• Task prompt:
Starting at the line that contains "Check that every instance of the green shrub" and ending at the last line of the rows below, put each line into a Markdown table with the columns No. and Line. Skip blank lines and leave out the pictures.

• Data listing:
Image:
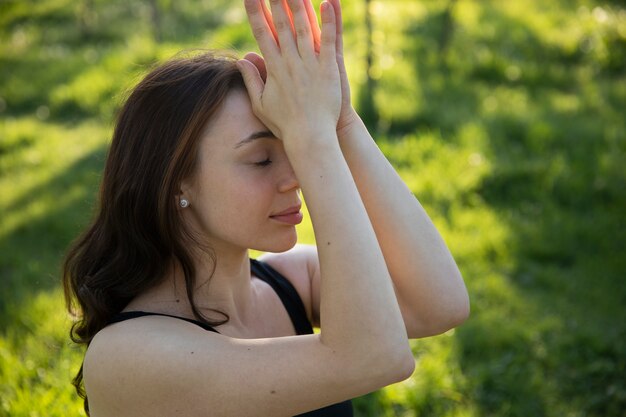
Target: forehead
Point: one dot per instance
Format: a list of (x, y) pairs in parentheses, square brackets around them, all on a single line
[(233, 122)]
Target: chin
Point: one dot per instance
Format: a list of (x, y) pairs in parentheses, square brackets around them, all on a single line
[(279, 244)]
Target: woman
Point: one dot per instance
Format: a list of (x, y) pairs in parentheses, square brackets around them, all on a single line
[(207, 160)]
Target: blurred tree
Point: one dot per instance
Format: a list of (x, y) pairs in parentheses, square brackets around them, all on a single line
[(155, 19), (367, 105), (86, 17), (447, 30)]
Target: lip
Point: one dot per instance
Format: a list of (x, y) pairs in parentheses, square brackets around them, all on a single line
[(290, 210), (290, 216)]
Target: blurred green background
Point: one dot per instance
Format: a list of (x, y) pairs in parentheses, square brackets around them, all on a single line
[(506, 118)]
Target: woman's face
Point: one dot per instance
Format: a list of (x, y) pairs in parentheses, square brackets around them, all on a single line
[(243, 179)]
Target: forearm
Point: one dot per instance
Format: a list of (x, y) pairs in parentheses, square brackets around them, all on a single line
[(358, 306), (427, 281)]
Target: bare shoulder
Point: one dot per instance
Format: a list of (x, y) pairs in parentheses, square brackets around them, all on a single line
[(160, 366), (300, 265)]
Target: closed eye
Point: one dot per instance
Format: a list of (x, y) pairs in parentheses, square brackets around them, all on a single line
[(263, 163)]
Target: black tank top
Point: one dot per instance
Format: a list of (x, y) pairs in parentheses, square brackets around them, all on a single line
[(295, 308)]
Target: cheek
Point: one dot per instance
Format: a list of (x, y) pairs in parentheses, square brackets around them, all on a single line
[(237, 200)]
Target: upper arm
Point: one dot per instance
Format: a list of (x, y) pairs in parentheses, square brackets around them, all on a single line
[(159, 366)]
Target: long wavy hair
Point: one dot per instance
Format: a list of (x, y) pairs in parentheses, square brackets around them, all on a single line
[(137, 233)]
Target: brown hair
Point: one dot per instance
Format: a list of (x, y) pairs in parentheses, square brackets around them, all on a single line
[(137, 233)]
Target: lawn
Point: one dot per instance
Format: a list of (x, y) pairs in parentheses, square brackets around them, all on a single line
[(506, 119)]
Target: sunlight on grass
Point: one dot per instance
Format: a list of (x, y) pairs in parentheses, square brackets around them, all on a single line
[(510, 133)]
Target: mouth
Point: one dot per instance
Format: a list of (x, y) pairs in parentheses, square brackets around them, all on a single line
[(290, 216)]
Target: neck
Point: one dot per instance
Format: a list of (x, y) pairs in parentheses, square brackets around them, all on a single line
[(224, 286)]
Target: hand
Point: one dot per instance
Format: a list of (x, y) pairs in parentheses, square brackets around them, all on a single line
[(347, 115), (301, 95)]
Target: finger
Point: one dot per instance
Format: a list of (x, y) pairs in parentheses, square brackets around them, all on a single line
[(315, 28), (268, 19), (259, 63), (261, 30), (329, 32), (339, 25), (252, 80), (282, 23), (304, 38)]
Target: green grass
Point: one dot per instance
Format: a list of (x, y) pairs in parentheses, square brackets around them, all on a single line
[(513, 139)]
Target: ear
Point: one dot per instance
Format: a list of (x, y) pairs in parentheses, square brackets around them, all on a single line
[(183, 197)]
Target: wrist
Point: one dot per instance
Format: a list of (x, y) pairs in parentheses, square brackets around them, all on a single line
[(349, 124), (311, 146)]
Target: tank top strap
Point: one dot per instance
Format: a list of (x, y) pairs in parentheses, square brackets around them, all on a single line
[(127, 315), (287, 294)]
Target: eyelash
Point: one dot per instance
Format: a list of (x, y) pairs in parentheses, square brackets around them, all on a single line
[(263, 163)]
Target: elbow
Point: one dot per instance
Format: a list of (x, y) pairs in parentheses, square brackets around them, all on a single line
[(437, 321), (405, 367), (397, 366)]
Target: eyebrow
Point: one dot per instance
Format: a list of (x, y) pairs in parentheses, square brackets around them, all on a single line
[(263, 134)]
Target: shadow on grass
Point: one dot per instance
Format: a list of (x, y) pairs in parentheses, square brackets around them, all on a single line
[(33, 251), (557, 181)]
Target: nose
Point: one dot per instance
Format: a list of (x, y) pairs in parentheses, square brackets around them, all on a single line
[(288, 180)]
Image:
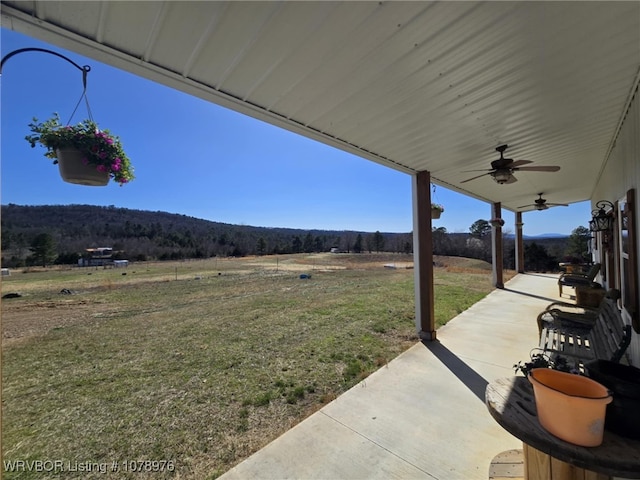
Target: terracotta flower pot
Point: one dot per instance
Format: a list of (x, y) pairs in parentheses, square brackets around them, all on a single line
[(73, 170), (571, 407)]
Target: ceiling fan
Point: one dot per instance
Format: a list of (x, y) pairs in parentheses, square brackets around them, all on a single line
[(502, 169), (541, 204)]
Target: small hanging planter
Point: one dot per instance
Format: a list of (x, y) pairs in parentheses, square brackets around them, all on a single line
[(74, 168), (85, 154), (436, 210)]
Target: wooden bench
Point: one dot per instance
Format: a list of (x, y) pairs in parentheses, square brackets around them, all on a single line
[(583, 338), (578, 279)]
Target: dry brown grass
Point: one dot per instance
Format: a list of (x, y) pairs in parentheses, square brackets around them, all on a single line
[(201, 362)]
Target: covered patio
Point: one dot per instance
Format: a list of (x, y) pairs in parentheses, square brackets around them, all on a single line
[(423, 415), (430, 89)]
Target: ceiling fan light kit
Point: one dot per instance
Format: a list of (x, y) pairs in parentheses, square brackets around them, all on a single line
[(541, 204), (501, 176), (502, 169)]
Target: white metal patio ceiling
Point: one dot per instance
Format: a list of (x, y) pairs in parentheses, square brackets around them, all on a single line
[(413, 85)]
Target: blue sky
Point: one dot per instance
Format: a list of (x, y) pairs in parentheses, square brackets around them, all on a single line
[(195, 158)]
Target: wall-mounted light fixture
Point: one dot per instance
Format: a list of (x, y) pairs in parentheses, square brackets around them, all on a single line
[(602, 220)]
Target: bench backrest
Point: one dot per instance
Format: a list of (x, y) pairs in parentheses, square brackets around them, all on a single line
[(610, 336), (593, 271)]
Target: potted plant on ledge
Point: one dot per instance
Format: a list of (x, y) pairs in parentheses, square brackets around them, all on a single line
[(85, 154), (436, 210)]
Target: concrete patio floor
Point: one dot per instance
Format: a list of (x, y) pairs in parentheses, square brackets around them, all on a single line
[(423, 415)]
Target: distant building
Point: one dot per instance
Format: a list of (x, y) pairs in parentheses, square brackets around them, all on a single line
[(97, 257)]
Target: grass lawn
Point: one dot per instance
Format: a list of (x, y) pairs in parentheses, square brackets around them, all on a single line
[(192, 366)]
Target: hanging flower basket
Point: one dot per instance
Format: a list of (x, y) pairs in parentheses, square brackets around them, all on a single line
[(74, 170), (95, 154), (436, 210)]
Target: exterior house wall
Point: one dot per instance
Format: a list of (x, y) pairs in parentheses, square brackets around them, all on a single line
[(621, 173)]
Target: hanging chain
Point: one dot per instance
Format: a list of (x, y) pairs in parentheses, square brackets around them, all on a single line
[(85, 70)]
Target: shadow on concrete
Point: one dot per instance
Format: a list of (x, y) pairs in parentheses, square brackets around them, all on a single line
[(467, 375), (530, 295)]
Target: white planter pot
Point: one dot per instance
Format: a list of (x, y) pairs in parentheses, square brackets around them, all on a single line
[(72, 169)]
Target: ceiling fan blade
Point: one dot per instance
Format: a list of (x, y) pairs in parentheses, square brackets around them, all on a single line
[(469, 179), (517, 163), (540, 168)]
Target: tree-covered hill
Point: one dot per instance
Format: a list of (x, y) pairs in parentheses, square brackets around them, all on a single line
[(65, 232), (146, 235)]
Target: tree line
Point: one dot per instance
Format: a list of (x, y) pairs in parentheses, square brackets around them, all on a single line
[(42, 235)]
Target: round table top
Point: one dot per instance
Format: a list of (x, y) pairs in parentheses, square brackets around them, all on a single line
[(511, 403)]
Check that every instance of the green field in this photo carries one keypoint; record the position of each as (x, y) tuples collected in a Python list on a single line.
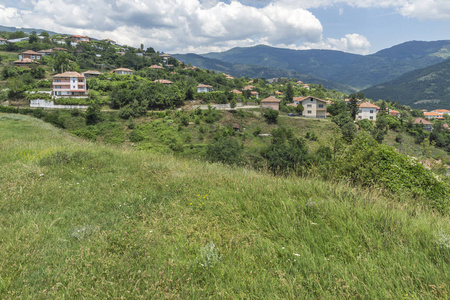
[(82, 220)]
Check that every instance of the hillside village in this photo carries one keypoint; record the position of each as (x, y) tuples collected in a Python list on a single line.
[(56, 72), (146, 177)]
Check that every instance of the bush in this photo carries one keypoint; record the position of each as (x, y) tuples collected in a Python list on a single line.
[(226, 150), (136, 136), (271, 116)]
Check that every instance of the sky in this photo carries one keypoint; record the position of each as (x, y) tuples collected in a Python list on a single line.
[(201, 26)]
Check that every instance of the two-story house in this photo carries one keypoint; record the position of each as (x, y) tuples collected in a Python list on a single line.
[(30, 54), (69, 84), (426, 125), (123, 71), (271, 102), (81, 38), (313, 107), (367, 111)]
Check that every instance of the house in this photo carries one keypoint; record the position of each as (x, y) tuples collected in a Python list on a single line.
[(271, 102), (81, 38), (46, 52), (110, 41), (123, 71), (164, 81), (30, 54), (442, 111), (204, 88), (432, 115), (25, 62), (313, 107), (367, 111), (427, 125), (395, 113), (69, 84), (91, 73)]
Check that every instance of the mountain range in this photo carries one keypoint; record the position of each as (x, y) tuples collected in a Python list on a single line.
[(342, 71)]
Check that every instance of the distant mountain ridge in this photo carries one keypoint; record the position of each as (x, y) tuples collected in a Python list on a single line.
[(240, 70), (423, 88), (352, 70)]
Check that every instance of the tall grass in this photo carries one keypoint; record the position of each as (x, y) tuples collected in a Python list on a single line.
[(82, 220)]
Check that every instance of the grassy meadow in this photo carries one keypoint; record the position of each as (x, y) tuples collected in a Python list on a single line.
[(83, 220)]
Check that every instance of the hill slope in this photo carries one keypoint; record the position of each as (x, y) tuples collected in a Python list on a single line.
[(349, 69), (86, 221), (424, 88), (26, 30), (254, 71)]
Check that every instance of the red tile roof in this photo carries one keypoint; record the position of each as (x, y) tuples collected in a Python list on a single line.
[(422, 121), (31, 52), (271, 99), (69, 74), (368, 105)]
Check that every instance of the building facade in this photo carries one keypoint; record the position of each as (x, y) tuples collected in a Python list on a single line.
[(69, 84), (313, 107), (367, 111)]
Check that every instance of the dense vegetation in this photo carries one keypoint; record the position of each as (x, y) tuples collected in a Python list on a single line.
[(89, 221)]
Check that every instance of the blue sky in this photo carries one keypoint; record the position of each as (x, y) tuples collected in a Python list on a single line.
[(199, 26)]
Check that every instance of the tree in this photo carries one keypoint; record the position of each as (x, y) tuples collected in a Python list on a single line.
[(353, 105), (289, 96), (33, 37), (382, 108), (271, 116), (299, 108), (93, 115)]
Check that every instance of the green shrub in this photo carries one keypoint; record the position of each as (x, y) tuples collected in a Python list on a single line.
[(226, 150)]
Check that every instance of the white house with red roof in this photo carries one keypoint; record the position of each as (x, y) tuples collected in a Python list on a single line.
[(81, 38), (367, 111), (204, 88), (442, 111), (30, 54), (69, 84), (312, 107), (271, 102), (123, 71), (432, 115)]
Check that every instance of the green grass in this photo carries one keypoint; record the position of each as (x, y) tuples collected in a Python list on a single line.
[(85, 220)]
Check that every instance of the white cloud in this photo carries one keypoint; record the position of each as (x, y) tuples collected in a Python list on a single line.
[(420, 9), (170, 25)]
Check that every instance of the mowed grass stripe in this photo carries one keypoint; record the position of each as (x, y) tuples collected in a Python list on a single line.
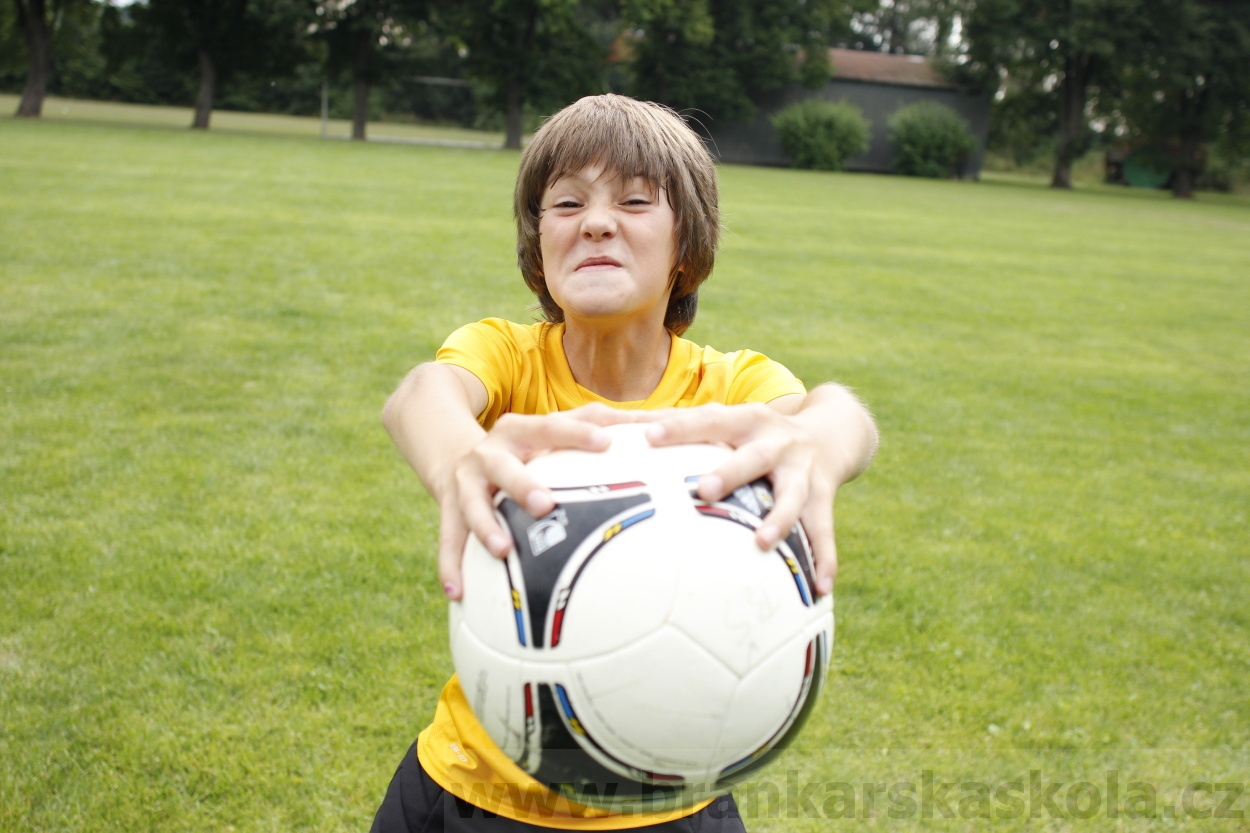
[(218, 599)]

• Solution to this task:
| No. | Line |
|---|---|
| 1 | Check that every instance of the green shrub in this photo carries one keypoint; record the position of each as (x, y) tuples collected in a Python list on a single line. |
| 2 | [(226, 150)] |
| 3 | Check that every instance of the white house with red roof in this photo carries one keypoint; record the position of each as (x, y) tuples collected in a Python list on a single line. |
| 4 | [(81, 38), (367, 111), (204, 88), (442, 111), (30, 54), (69, 84), (312, 107), (271, 102), (123, 71), (432, 115)] |
| 5 | Check that every instance of the green grass in this photo carries one keypoint; record the position of each as (x, y) tuples collected in a Python list on a single line. |
| 6 | [(85, 220)] |
| 7 | Check that every instance of the white cloud in this photo carries one keypoint; record the position of each as (x, y) tuples collected in a Python list on a single line. |
| 8 | [(420, 9), (170, 25)] |
| 9 | Check that every instance of the mowed grass stripe in this photo carries one keypoint; record the position of each as (x, y) tuples collected in a Python list on a single line. |
| 10 | [(218, 599)] |